* _What to do_:
Could you restate all of the records below exactly, with the pictures left out?
---------- Material provided
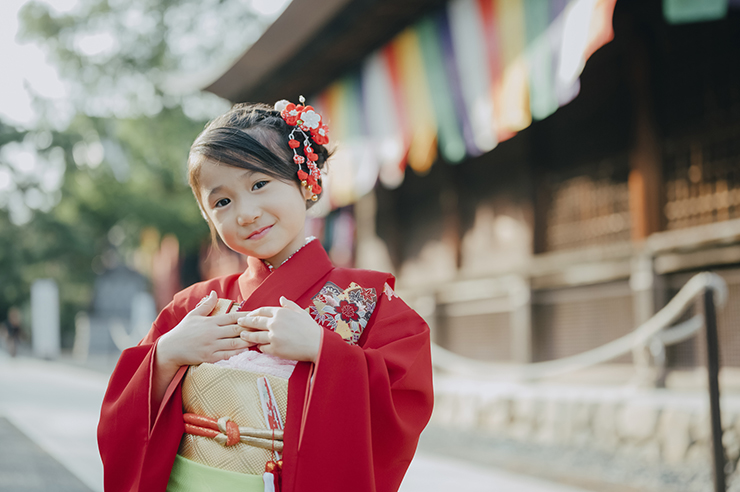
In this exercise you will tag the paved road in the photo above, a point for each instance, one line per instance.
(48, 415)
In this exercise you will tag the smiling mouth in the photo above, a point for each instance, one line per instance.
(259, 233)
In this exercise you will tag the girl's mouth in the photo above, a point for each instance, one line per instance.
(259, 233)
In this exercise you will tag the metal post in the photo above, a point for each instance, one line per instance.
(710, 323)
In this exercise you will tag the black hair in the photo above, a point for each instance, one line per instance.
(250, 136)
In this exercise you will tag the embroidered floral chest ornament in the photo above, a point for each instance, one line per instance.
(306, 122)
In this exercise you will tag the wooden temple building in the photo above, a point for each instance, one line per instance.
(578, 215)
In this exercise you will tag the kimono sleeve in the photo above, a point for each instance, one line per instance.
(126, 414)
(368, 404)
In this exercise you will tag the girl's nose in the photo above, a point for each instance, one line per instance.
(247, 217)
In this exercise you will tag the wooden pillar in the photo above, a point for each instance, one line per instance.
(645, 177)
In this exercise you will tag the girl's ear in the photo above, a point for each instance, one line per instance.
(306, 194)
(203, 212)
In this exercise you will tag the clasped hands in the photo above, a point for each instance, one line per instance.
(286, 331)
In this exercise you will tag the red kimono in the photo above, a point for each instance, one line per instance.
(354, 429)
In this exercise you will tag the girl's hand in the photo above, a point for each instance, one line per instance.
(202, 338)
(287, 332)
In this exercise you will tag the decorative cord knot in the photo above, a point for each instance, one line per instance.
(229, 432)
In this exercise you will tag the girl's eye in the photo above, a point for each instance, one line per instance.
(259, 184)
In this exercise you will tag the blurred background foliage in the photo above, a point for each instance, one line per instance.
(106, 166)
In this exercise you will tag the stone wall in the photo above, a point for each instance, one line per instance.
(658, 426)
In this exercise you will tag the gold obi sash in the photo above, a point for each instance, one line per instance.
(216, 392)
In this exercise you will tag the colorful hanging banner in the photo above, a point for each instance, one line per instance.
(459, 81)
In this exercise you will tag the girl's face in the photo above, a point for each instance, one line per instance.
(253, 213)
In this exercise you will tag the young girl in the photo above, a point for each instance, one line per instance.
(360, 392)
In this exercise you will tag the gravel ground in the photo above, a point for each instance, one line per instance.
(25, 467)
(585, 468)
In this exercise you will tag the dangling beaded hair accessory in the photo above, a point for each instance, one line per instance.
(306, 122)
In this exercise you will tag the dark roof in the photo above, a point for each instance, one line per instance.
(313, 43)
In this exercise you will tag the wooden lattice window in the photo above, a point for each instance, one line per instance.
(702, 180)
(588, 208)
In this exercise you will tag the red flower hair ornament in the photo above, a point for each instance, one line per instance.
(307, 123)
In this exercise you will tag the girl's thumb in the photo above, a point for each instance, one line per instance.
(288, 304)
(206, 304)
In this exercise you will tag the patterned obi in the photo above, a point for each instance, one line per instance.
(229, 429)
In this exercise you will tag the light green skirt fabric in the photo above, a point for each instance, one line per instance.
(189, 476)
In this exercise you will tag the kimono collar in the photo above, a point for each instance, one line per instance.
(260, 287)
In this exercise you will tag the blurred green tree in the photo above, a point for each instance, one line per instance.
(77, 190)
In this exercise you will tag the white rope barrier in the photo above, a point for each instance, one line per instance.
(657, 326)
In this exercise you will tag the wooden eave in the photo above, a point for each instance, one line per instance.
(313, 43)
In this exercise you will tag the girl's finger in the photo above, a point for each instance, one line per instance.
(268, 311)
(235, 343)
(256, 337)
(226, 354)
(254, 322)
(288, 304)
(227, 319)
(230, 331)
(206, 304)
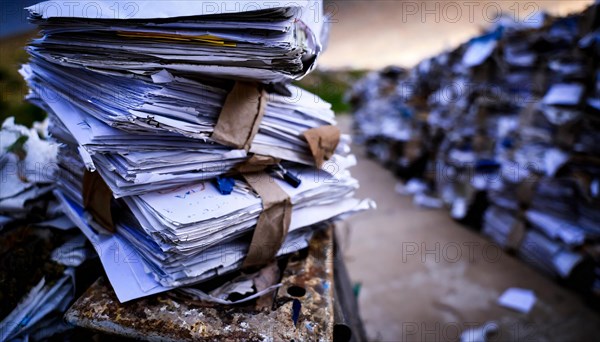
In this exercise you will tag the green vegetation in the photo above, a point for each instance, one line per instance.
(332, 86)
(12, 86)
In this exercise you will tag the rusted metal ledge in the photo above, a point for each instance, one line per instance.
(307, 279)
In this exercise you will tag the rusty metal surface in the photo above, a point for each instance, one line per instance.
(165, 317)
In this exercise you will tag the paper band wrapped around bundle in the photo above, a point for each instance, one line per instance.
(273, 222)
(241, 115)
(322, 142)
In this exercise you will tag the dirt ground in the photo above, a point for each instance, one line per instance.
(426, 278)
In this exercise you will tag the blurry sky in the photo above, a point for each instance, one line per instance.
(374, 34)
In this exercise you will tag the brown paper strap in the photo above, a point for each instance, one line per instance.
(322, 142)
(97, 198)
(241, 115)
(256, 163)
(273, 222)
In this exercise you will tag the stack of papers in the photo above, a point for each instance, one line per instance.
(36, 298)
(27, 165)
(140, 101)
(269, 41)
(508, 138)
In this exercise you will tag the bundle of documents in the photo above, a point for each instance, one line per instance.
(27, 164)
(509, 141)
(268, 41)
(178, 161)
(39, 264)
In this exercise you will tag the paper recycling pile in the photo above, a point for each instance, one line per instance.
(504, 131)
(185, 152)
(40, 248)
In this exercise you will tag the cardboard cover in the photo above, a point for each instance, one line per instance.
(273, 222)
(97, 198)
(322, 141)
(241, 115)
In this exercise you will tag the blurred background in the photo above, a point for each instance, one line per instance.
(408, 286)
--------------------
* _Answer space_:
In this exercise you will tag the paved road in the photo above, a point for each instance, one line per instance.
(48, 415)
In this exercise you will tag the smiling mouth in the photo above, a point for each instance, one line per instance.
(259, 233)
In this exercise you will tag the girl's mouth in the photo above, a point for each instance, one line per instance.
(259, 233)
In this exercise you will tag the metal post in the photo above, a point for each instance, one line per instance.
(710, 323)
In this exercise you will tag the black hair in the photo above, a point for each instance, one line per instance.
(250, 136)
In this exercise you will tag the embroidered floral chest ornament in the photo above, a point for each instance, one line per instance.
(306, 122)
In this exercise you will tag the wooden temple building in the photo above, a point for each instance, one line per instance.
(578, 215)
In this exercise you will tag the kimono sleeve in the photo above, a point for each instance, one line per instance.
(126, 414)
(368, 404)
In this exercise you will tag the girl's nose in the photo above, a point for each instance, one line per instance.
(247, 217)
In this exercise you will tag the wooden pillar in the photo above, a point for each instance, one line per instance.
(645, 177)
In this exercise you will tag the girl's ear in the photo above, a point for each instance, one line per instance.
(306, 194)
(203, 212)
In this exercise you will tag the clasped hands in the photo above, a point for each instance, one line per instance.
(286, 331)
In this exercise you will tag the red kimono in the photo above, a point for each instance, one line per instance.
(354, 429)
In this exercise you will tag the girl's hand in the photo above, a point for each instance, one line per instance.
(202, 338)
(287, 332)
In this exercise you will tag the decorative cord knot in the photo above, a point for each instance, one line per instance.
(229, 432)
In this exercise you will tag the girl's eye in the photo above, a point for each instance, one line per instance.
(259, 184)
In this exercise you will tag the blurred background foliage in the photo above, a point for each instance, one line per instance.
(106, 166)
In this exercise you will tag the stone wall in the photo above, a point for each instance, one line per instance.
(658, 426)
In this exercise you will tag the gold obi sash in the photo above, a point for each instance, one line per instance.
(216, 392)
In this exercise you will tag the colorful hanging banner in the photo above, a point for each instance, one line per instance.
(459, 81)
In this exercise you will tag the girl's face in the photo above, a point for each instance, one line per instance.
(253, 213)
In this exercise you will tag the young girl in the photo above, a point for each instance, one line per instance.
(360, 392)
In this exercise you will tag the gravel ground in the photo above, a point for each instance, one line per instance.
(25, 467)
(585, 468)
In this exercise you will tag the dangling beaded hair accessory in the photo above, a point for each instance, one line per instance.
(306, 122)
In this exercise you will tag the dark roof in the photo above, a point for each instance, one line per instance.
(313, 43)
In this exercise you will tag the wooden lattice window in the photo above, a point for each instance, one line per instance.
(702, 180)
(588, 208)
In this exercise you will tag the red flower hair ornament in the photo above, a point for each instance, one line per instance.
(307, 123)
In this exercise you will tag the girl's thumb in the photo above, a point for each instance, one line per instance.
(288, 304)
(206, 304)
In this exercise you will tag the patterned obi in the photo above, a point for each instance, one line per instance.
(229, 429)
In this exercise you will tag the light green skirt fabric in the photo above, a point for each instance, one line per instance.
(189, 476)
In this exercise you will tag the kimono collar in the photo above, a point for each instance, one line per instance.
(260, 287)
In this exercise you will tag the blurred green tree in the photo above, a point for each instance, one line per instance.
(77, 190)
In this exercise you will tag the white rope barrier in the photo above, a point for each instance, one line per instance.
(657, 326)
In this exercise you will tag the wooden eave in the photo above, a point for each instance, one line per instance.
(313, 43)
In this exercise you will tag the girl's finger in the photo above, a point for each instance, one line per instance.
(268, 311)
(235, 343)
(256, 337)
(226, 354)
(254, 322)
(288, 304)
(227, 319)
(230, 331)
(206, 304)
In this exercise you will tag the green vegetation in the photo above, a point for each instance, one line per instance.
(332, 86)
(12, 86)
In this exercise you will tag the rusted metal ledge in the photo above, a point for each instance, one line per instance.
(307, 279)
In this exercise you will tag the rusty metal surface in the photo above, a point for each instance, one line per instance.
(165, 317)
In this exercise you will tag the paper band wrapped around bundle in the photo above, a point for each instance, one line per instance.
(273, 222)
(241, 115)
(322, 142)
In this exercise you will tag the dirt ground in the photo above, a point for each instance, one line per instance.
(426, 278)
In this exercise you will tag the blurry sky in the photo above, a point for each instance, one line per instance.
(374, 34)
In this exercise you will tag the brown paper strap in the photo above, a point for each instance, one line per instance.
(322, 142)
(97, 198)
(241, 115)
(256, 163)
(273, 222)
In this exercise you will tag the stack of papers in the photo above, a point for each instance, one line per instance.
(36, 298)
(27, 165)
(140, 101)
(269, 41)
(508, 138)
In this exercise you will tag the bundle of documents in the photo above, a point for each instance, one line per instance.
(27, 164)
(509, 141)
(268, 41)
(178, 161)
(39, 264)
In this exercise you will tag the paper recycling pile in the photo above, a point for each instance, one line per instance.
(504, 131)
(185, 152)
(40, 248)
In this exercise you will tag the cardboard cover in the photo above, a point for each instance, one line per instance.
(273, 222)
(97, 198)
(322, 141)
(241, 115)
In this exercise you will tag the blurred background in the photo above, a point for each instance, one line per instance.
(408, 286)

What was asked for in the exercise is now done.